**Consignes**.
Extrayez toutes les lignes ci-dessous et recopiez-les à l'identique, sans rien y modifier.
----- Données de travail
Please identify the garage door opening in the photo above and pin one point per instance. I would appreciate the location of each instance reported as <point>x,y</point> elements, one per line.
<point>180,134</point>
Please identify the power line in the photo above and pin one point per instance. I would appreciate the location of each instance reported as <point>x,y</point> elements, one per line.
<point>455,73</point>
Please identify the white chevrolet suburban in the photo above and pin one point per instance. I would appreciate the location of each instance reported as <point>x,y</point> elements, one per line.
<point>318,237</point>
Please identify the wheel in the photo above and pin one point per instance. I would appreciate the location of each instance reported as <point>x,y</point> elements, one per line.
----------
**Réponse**.
Please identify the garage door opening in the photo above and pin one point per instance. I would appreciate the location of each instance reported as <point>x,y</point> elements, one per line.
<point>180,134</point>
Please identify the power line in the photo above and pin one point per instance. I would appreciate the location of each instance reported as <point>x,y</point> elements, one per line.
<point>455,73</point>
Please identify the white chevrolet suburban in the photo above and pin one point per instance. I would appreciate the location of each instance reported as <point>x,y</point> elements, one per line.
<point>318,237</point>
Please identify the wheel in the photo above and pin one point per instance. I would appreciate the location of each instance reported as <point>x,y</point> elements, one per line.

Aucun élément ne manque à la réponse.